------ Records for this exercise

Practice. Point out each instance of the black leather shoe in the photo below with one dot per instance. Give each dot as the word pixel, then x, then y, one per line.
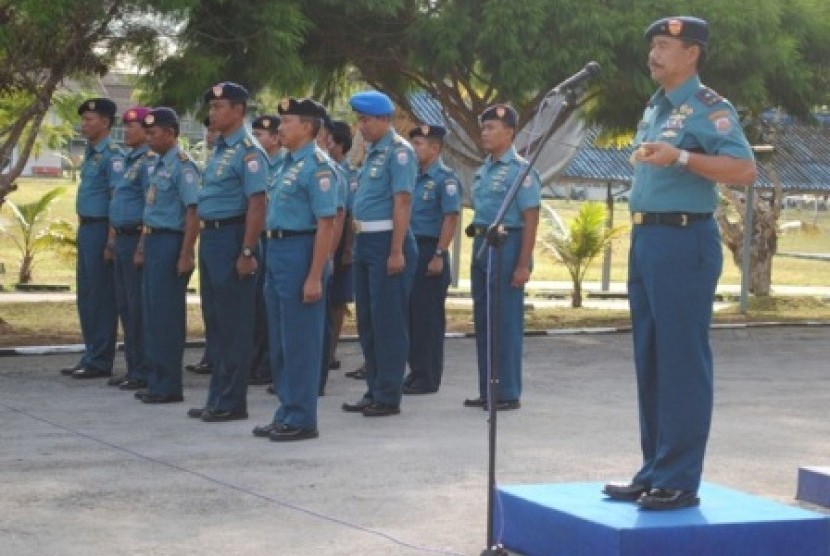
pixel 287 433
pixel 154 398
pixel 356 407
pixel 625 492
pixel 210 415
pixel 89 372
pixel 475 402
pixel 380 410
pixel 658 499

------------

◆ Written instruction: Substitute "brown leather boot" for "black leather shoe" in the records and give them again with nothing else changed. Leave the pictures out of your answer.

◆ Completed task:
Practice. Point out each instance of the brown leather boot in the photo below with one dot per instance. Give each dot as the word pixel, then x, then y, one per line.
pixel 287 433
pixel 154 398
pixel 356 407
pixel 625 492
pixel 210 415
pixel 89 372
pixel 475 402
pixel 380 410
pixel 658 499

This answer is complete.